What the task requires =
Convert every line of the rows below into a numbered list, dropping the blank lines.

-- START Material to process --

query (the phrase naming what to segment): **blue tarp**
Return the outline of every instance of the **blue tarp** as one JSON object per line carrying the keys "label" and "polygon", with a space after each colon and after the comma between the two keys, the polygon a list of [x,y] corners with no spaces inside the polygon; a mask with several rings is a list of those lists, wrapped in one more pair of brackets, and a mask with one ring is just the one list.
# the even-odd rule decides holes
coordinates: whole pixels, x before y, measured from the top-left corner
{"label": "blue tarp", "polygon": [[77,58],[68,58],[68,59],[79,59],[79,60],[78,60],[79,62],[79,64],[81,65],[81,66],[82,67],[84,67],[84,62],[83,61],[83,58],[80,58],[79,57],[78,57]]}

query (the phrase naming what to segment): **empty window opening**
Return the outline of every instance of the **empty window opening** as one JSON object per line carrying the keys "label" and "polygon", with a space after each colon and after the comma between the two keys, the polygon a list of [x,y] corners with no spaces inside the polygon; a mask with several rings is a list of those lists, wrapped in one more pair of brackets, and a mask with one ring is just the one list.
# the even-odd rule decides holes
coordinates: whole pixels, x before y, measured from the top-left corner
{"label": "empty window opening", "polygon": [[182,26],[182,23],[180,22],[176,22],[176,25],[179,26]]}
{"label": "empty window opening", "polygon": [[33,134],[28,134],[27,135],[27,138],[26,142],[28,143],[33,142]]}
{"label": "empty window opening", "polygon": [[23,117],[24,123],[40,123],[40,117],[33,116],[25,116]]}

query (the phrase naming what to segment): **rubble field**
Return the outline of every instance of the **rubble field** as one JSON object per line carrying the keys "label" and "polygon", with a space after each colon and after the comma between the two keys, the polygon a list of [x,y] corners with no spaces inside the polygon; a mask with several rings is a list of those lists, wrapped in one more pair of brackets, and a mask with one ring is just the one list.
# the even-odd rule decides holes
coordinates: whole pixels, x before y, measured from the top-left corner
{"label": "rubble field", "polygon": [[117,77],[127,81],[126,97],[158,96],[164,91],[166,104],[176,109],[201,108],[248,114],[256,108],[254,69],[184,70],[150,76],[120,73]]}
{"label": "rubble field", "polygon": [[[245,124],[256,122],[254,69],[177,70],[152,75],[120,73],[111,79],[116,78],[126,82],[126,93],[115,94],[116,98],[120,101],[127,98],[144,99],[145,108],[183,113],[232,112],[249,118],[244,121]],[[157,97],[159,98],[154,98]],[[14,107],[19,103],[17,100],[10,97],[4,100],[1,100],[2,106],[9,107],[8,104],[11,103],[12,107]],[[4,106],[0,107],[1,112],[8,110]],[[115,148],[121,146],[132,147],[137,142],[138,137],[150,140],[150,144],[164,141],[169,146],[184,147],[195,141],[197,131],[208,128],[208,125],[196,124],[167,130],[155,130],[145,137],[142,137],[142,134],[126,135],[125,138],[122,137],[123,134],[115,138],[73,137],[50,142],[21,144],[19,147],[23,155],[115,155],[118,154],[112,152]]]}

-- END Material to process --

Solution =
1. query (the phrase naming what to segment): **blue tarp**
2. Return the outline of every instance of the **blue tarp** as one JSON object per line carrying the keys "label" and "polygon", with a space after each colon and after the comma between the two keys, the polygon a list of [x,y] corners with no spaces inside the polygon; a mask with several rings is a list of those lists, wrapped in one more pair of brackets, and a mask with one ring is just the one list.
3. # the even-odd rule decides holes
4. coordinates: whole pixels, x before y, measured from the top-left corner
5. {"label": "blue tarp", "polygon": [[77,58],[68,58],[68,59],[79,59],[79,60],[78,60],[79,62],[79,64],[81,65],[81,66],[82,67],[84,67],[84,62],[83,61],[83,58],[80,58],[79,57],[78,57]]}
6. query (the phrase naming what to segment): **empty window opening**
7. Return the outline of every instance of the **empty window opening** as one JSON object per line carrying the keys "label" and "polygon", with a space after each colon and after the comma between the two keys, the polygon a list of [x,y] corners with no spaces inside the polygon; a mask with several rings is a list of those lists, wrapped in one more pair of brackets, and a mask with one ring is just the one list.
8. # the even-odd rule decides holes
9. coordinates: whole pixels, x before y, measured from the top-left corner
10. {"label": "empty window opening", "polygon": [[182,26],[182,23],[180,22],[176,22],[176,25],[179,26]]}
11. {"label": "empty window opening", "polygon": [[33,134],[28,134],[27,135],[27,138],[26,142],[28,143],[33,142]]}
12. {"label": "empty window opening", "polygon": [[23,117],[24,123],[40,123],[40,117],[33,116],[25,116]]}
13. query (the phrase naming what to segment): **rubble field**
14. Return the outline of every instance of the **rubble field** as one JSON object per line carrying the keys "label" and "polygon", with a space after each colon and after the comma between the two keys, the polygon a list of [x,y] corners with no spaces inside the polygon; a mask with several rings is a list of those lists, wrapped in one more pair of brackets, and a mask with one ring is just the one list.
15. # the even-odd rule decides holes
16. coordinates: whole pixels, x before y, measured from the top-left corner
17. {"label": "rubble field", "polygon": [[117,77],[127,81],[126,97],[158,96],[164,91],[166,104],[176,109],[201,108],[248,114],[256,108],[254,69],[184,70],[150,76],[120,73]]}
18. {"label": "rubble field", "polygon": [[[245,124],[256,122],[254,69],[177,70],[152,75],[120,73],[111,79],[116,78],[126,82],[126,93],[115,94],[116,98],[120,101],[127,98],[144,99],[145,108],[183,113],[232,112],[249,118],[244,121]],[[157,97],[159,98],[154,98]],[[14,107],[19,103],[17,100],[10,97],[4,100],[1,100],[2,106],[9,107],[8,104],[11,103],[12,107]],[[4,106],[0,107],[1,112],[8,110]],[[115,148],[121,146],[132,147],[137,142],[138,137],[150,140],[150,144],[164,141],[169,146],[184,147],[195,141],[197,131],[208,128],[208,125],[196,124],[167,130],[155,130],[145,137],[142,137],[142,134],[126,135],[125,138],[122,137],[123,134],[115,138],[73,137],[50,142],[21,144],[19,147],[23,155],[115,155],[118,154],[112,152]]]}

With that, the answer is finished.